To do: Convert the lines starting at the one containing "like [171, 64]." and ending at the last line of the entries into a JSON list of strings, one string per line, with blank lines omitted.

[Start of Task data]

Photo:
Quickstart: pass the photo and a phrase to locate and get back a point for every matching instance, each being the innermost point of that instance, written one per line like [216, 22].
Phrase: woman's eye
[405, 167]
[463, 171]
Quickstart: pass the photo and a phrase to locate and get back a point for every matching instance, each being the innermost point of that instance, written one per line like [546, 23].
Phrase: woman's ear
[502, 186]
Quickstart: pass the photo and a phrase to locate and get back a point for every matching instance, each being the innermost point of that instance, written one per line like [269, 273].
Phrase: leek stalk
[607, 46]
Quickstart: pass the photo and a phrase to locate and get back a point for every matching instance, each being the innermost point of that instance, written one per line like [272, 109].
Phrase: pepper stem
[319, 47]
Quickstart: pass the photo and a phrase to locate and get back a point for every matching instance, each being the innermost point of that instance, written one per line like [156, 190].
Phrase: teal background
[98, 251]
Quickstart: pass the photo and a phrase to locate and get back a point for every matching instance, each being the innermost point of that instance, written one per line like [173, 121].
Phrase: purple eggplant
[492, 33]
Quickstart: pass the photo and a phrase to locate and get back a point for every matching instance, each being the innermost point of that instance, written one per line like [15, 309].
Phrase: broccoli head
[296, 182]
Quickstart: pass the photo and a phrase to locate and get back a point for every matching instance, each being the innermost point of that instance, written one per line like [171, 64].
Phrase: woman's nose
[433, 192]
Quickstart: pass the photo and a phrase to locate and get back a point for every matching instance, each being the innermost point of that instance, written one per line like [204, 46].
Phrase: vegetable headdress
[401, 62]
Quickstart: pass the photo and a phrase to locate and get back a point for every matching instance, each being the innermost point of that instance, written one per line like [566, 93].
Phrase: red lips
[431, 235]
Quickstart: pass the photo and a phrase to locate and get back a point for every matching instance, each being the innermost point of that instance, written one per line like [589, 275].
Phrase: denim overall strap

[End of Task data]

Expected answer:
[
  "Quickstart: pass the photo and a phrase to locate and get back a point for every matching instance, each being the innermost point of that instance, written one per line like [171, 64].",
  "Phrase: woman's nose",
  "[433, 192]",
  "Quickstart: pass the photo and a phrase to locate and get back a point for every matching instance, each being the innermost point of that instance, written one per line like [204, 46].",
  "Phrase: vegetable headdress",
  "[401, 62]",
  "Quickstart: pass the photo and a phrase to locate and get back a point for every matching instance, each being the innermost point of that instance, written one per line like [566, 93].",
  "Phrase: red lips",
  "[431, 235]",
  "Quickstart: pass the photo and a phrase to locate and get back a point for every matching instance, each being the innermost point of that instance, written one per line like [589, 275].",
  "Phrase: denim overall strap"
]